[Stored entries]
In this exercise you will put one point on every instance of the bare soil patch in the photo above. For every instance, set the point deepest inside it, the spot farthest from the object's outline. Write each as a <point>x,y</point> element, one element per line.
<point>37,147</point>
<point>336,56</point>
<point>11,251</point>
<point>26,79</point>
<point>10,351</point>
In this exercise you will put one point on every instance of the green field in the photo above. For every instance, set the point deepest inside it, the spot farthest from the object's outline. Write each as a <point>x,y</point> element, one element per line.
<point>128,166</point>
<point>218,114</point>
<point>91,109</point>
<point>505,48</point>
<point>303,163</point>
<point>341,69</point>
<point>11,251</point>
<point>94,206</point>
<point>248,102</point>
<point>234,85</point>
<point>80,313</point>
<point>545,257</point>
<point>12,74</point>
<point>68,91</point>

- _Your instructions_: Your task is to reproduce exactly the lines that begin with the one containing "of the green" and continue to the end of the data, both ends included.

- _Task output_:
In this exercise you will put one point on every instance of the green field in the photo above. For every instance, set the point deepest inside it, the spot farthest from the object's outline. Write each as a <point>x,y</point> element, one element per line.
<point>128,166</point>
<point>218,114</point>
<point>91,109</point>
<point>505,48</point>
<point>303,163</point>
<point>341,69</point>
<point>11,251</point>
<point>94,206</point>
<point>248,102</point>
<point>234,85</point>
<point>80,313</point>
<point>545,257</point>
<point>12,74</point>
<point>68,91</point>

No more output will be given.